» **TASK GOAL**
Quote every one of the rows below word for word, line by line.

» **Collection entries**
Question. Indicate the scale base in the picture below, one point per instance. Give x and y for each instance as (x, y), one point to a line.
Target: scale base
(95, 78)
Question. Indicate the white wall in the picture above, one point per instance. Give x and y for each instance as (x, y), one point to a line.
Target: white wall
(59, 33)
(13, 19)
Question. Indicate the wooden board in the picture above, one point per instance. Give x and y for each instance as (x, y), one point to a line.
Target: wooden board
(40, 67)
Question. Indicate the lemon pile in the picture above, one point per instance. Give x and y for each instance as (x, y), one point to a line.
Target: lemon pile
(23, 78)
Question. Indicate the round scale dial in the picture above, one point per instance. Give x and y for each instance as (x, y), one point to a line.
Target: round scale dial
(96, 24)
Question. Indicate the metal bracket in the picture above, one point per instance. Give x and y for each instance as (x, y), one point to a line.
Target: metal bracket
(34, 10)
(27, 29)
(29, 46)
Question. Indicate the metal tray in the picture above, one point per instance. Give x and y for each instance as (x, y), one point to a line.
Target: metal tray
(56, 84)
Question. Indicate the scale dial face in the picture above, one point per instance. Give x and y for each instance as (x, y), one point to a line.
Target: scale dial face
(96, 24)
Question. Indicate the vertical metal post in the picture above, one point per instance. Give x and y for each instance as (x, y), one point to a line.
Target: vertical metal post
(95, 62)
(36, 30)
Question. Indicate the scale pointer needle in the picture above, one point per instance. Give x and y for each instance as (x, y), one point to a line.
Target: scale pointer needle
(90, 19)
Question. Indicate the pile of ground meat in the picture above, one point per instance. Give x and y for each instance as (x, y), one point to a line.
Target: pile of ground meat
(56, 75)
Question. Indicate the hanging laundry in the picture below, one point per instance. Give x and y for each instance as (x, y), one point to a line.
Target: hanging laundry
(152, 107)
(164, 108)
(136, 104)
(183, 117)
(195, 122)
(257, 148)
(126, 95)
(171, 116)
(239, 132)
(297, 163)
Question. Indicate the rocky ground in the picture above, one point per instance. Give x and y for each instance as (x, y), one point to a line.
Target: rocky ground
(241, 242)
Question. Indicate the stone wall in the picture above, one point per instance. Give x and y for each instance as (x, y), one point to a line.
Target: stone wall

» **ANSWER TO THIS TASK**
Question. Indicate the scale base in the picture below, one point per instance. Give x and y for each instance as (x, y), one point to a line.
Target: scale base
(95, 78)
Question. Indicate the white wall in the picture above, one point per instance. Give x and y for each instance as (x, y), one point to a line.
Target: white wall
(59, 33)
(13, 19)
Question. Indicate the wooden board in the picture above, one point per instance. Give x and y for each instance as (x, y), one point to a line.
Target: wooden board
(40, 67)
Question. Indicate the lemon pile in the picture above, one point per instance. Give x and y for each instance as (x, y), one point to a line.
Target: lemon pile
(23, 78)
Question. Indicate the round scale dial in the picture above, one point per instance. Give x and y for each instance as (x, y), one point to a line.
Target: round scale dial
(96, 24)
Question. Indicate the metal bracket in the picture above, one point per instance. Give x and y for each instance as (x, y), one point to a line.
Target: metal bracket
(34, 10)
(27, 29)
(29, 46)
Question. Indicate the metal tray in the picture above, one point per instance. Give x and y for each instance as (x, y), one point to a line.
Target: metal tray
(56, 84)
Question. Indicate the scale dial face in the picture above, one point per instance. Give x and y for each instance as (x, y), one point to a line.
Target: scale dial face
(96, 24)
Question. Indicate the vertical metal post in the picture above, one point per instance. Give x and y for each instance as (x, y), one point to a line.
Target: vertical metal post
(95, 62)
(36, 30)
Question. Indicate the scale pointer needle in the picture above, one point per instance. Give x and y for each instance as (x, y), one point to a line.
Target: scale pointer needle
(90, 19)
Question. Indicate the pile of ground meat in the picture above, one point per instance. Give x and y for each instance as (x, y), one point to a line.
Target: pile of ground meat
(56, 75)
Question. Indicate the hanging laundry in the picture below, one point per instance. Give x and y for each instance as (x, y), one point to a line.
Target: hanging laundry
(152, 107)
(164, 108)
(136, 104)
(183, 117)
(195, 122)
(257, 148)
(126, 95)
(171, 116)
(239, 132)
(297, 163)
Question. Indicate the rocky ground in the picture above, one point per instance. Give x and y for each instance as (x, y), one point to a line.
Target: rocky ground
(241, 242)
Question. Indicate the stone wall in the picture above, one point per instance. Give x and y for each instance as (x, y), one point to a line.
Target: stone wall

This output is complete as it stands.